Exercise tasks →
1. Return the part of the navigation passage that opens with the words containing "[0011] FIG. 1" and closes with "predetermined operation condition.", copied word for word.
2. In the navigation passage, what do off-board navigation systems receive from an external server?
3. Extend the navigation passage, starting right after its last sentence.

Text provided →
Particularly, when a car passes downtown areas surrounded by
high-rise buildings, trees or tunnels, the errors become larger and
accumulate because the GPS signal cannot be sufficiently received.
Thus, when the location information of a car measured using the GPS
and DR sensors is indicated on a map, it does not agree with the
actual location of the car.
[0009] In order to solve this problem, general navigation systems
calculate the position and attitude angle of the car using a GPS/DR
integrated filter and measure the precise current location of the
car using the calculated position and attitude angle. After
performing a map-matching using the measured current location and
road map data (i.e., a digital map), the navigation systems trace
the location of the moving car on the map and guide the user along
a recommended route.
[0010] The overall navigation systems are divided into on-board and
off-board navigation systems. On-board navigation systems calculate
an optimal route using their own digital map for the route
guidance, whereas off-board navigation systems receive optimal
route data from an external server having a digital map.
[0011] FIG. 1 is a schematic block diagram of a conventional
off-board navigation system. Referring to FIG. 1, a server 20
storing a digital map generates information about complicated
calculation and guidance of a route and sends the generated
information to a terminal 10 upon the request of the terminal 10 or
under a predetermined operation condition.

Provided records →

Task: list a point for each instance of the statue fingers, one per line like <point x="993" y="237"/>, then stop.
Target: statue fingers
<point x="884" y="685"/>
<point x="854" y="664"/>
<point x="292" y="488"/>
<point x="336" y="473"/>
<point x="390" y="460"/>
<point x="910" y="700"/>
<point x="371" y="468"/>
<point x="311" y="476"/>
...
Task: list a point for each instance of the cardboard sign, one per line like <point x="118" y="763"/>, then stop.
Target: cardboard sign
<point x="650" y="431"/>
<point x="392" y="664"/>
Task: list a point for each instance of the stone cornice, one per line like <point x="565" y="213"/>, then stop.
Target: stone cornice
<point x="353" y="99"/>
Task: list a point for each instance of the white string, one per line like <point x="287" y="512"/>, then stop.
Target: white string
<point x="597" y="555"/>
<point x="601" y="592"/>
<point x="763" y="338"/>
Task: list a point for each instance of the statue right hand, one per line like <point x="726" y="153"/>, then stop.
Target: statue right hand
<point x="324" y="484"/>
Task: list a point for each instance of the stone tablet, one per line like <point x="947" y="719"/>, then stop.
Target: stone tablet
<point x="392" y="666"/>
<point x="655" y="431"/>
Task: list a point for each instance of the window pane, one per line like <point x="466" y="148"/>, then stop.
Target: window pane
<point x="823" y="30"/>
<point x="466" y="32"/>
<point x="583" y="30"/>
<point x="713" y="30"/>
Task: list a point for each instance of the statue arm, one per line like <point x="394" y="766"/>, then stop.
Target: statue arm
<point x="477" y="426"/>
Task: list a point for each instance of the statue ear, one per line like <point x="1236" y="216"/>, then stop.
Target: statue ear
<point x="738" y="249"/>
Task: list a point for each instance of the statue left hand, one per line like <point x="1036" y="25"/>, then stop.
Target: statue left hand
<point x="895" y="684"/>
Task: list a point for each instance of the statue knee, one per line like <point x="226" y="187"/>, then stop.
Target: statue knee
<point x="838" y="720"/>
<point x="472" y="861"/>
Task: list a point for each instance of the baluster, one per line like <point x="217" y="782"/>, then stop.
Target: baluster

The replies →
1.
[0011] FIG. 1 is a schematic block diagram of a conventional
off-board navigation system. Referring to FIG. 1, a server 20
storing a digital map generates information about complicated
calculation and guidance of a route and sends the generated
information to a terminal 10 upon the request of the terminal 10 or
under a predetermined operation condition.

2. Optimal route data.

3.
[0012] The terminal 10 of the navigation system includes a sensor
with a GPS sensor 11 and a DR sensor 12, a filter 13, a server data
receiver 14, a traveling path tracer 15, a deviation detector 16
and a route guidance unit 17. The GPS sensor 11 receives GPS
signals and detects location information (geometric coordinates x,
y and z) and current time information t of a car. The DR sensor 12
is a sensor detecting its own relative location and moving
direction based on previous location information. The DR sensor 12
senses a velocity v and a steering angle .theta. of the car. The
filter 13 is a GPS/DR integrated filter that calculates the current
location of the car based on the location information x, y, z and
time information t received from the GPS sensor 11 and the velocity
v and steering angle .theta. received from the DR sensor 12. The
calculated current location includes an error due to the error
included in the positioning data inputted to the filter 13 from the
GPS sensor 11 and the DR sensor 12.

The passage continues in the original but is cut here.